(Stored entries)

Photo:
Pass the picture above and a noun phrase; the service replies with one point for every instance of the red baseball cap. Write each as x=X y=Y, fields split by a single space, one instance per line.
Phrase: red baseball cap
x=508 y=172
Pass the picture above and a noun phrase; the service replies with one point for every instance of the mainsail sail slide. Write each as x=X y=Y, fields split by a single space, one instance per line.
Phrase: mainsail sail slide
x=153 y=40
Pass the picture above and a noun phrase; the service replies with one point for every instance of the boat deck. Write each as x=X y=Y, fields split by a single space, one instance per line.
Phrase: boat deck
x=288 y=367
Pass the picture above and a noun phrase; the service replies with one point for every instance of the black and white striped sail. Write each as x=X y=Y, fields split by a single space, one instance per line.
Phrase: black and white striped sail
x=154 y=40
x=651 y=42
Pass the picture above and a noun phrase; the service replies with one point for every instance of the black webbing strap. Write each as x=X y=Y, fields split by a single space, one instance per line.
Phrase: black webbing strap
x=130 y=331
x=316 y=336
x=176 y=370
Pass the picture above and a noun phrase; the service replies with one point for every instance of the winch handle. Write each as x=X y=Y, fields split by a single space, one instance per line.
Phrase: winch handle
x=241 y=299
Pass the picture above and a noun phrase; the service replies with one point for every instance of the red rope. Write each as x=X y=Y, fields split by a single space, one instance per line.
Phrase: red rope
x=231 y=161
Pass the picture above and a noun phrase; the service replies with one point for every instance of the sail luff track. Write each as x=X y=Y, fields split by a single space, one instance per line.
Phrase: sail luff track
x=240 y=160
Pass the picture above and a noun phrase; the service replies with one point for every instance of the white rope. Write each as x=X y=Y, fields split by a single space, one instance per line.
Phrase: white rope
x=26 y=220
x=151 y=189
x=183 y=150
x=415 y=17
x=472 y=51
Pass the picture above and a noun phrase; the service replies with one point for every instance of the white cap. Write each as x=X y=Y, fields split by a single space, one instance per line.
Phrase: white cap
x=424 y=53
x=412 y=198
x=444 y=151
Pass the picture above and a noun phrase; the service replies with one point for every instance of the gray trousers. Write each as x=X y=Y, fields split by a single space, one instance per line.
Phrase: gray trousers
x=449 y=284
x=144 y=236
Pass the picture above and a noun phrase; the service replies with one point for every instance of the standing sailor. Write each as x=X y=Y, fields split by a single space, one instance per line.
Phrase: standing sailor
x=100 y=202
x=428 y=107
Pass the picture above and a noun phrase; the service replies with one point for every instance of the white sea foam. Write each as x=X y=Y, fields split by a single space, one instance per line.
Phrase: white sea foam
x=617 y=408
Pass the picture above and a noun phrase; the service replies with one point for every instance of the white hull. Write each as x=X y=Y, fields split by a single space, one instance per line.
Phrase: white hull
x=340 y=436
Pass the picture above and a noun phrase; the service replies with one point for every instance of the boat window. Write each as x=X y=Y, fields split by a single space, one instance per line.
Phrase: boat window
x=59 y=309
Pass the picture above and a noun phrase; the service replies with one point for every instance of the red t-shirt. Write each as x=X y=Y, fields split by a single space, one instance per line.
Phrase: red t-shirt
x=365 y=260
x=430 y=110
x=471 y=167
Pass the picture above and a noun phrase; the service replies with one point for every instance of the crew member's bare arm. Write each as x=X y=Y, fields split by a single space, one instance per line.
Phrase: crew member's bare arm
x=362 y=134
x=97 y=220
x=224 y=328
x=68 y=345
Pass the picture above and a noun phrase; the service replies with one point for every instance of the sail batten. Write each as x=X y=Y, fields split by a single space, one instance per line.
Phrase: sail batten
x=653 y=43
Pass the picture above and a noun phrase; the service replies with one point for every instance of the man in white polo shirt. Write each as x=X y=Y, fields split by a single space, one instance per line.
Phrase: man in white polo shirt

### TASK
Retype every line of the records above verbatim, from the first to the last, without changing anything.

### ANSWER TO THE TASK
Photo:
Pass the picture above and a noun phrase; the service replies with one point for every instance of the red baseball cap. Write each as x=X y=Y, fields split by a single space, one instance per line.
Phrase: red baseball cap
x=508 y=172
Pass the picture above and a noun phrase; the service replies with one point for every instance of the mainsail sail slide. Write each as x=X y=Y, fields split by a single space, one instance per line.
Phrase: mainsail sail slide
x=153 y=40
Pass the picture above and a noun phrase; the service replies with one point for every instance of the boat deck. Write each as x=X y=Y, fields split by a single space, one instance per line.
Phrase: boat deck
x=288 y=367
Pass the picture above and a noun phrase; the service replies with one point for every instance of the black and white striped sail. Write each as x=X y=Y, fields split by a single space, one instance per line.
Phrase: black and white striped sail
x=154 y=40
x=651 y=42
Pass the picture above and a noun phrase; the service replies with one point for every instance of the black webbing strap. Write each as x=X y=Y, fields split by a single space, one instance per line.
Phrase: black webbing strap
x=130 y=331
x=316 y=336
x=176 y=370
Pass the picture above and a noun phrase; the service replies with one point for every instance of the winch handle. Write each as x=X y=Y, fields split by a single space, one instance per line.
Phrase: winch handle
x=241 y=299
Pass the picture above and a noun phrase; the service replies with one point for every instance of the red rope. Write each as x=X y=Y, fields split by a single space, one instance per line.
Phrase: red rope
x=231 y=161
Pass the picture above and a noun phrase; the service replies with one point for every instance of the sail luff track. Write each as x=X y=Y, fields split by a single space, one instance per line.
Phrase: sail luff track
x=240 y=160
Pass the picture above and a noun phrase; the service replies with one point for every instance of the white rope. Write each as x=X y=Y, fields split by a single space, one instance per line.
Phrase: white rope
x=26 y=220
x=151 y=189
x=183 y=150
x=415 y=17
x=472 y=51
Pass the picture above and a noun phrase; the service replies with one point for every instance of the white cap. Write each as x=X y=Y, fields split by a single space, one instance per line.
Phrase: white cap
x=424 y=53
x=412 y=198
x=444 y=151
Pass the picture above and a noun phrase; the service replies with one point for every instance of the gray trousers. Write each as x=X y=Y, fields split by a single space, one instance per line.
Phrase: gray trousers
x=449 y=284
x=144 y=236
Pass the picture above and a noun phrase; the service replies with one point for every instance of the standing sailor. Write each as x=X y=Y, fields split by a single space, one instance per line.
Phrase: standing sailor
x=100 y=202
x=428 y=107
Pass the picture above and a noun phrase; the service replies with one point for every instance of the white sea foam. Write each as x=X y=Y, fields split by a single space, one instance per line.
Phrase: white sea foam
x=617 y=408
Pass the picture above and a noun phrase; the service replies with one point for every instance of the white hull. Write each as x=X y=Y, fields split by a single space, one instance per line.
Phrase: white hull
x=340 y=436
Pass the picture above and a noun phrase; the service replies with one point for every instance of the boat window. Write each as x=X y=Y, fields split by a single space, one instance per line.
Phrase: boat window
x=59 y=309
Pass the picture above and a noun phrase; the service replies with one point for every instance of the red t-shirt. Write each as x=X y=Y, fields split by a single space, one instance per line.
Phrase: red t-shirt
x=365 y=260
x=430 y=110
x=471 y=167
Pass the picture above and a noun phrase; the service replies with one point for every instance of the crew member's bare arm. Write each as x=X y=Y, fields split by a single space, one instance per line.
Phrase: crew member's bare arm
x=362 y=134
x=97 y=220
x=224 y=328
x=68 y=345
Pass the picture above and a noun phrase; the service replies with one point for every instance of the sail batten. Write each as x=X y=Y, fields split by a single space, one instance per line.
Phrase: sail batten
x=653 y=43
Pass the picture above and a noun phrase; the service replies with one point for every instance of the man in white polo shirt. Write each as x=X y=Y, fields split by a single space, one instance per line.
Phrase: man in white polo shirt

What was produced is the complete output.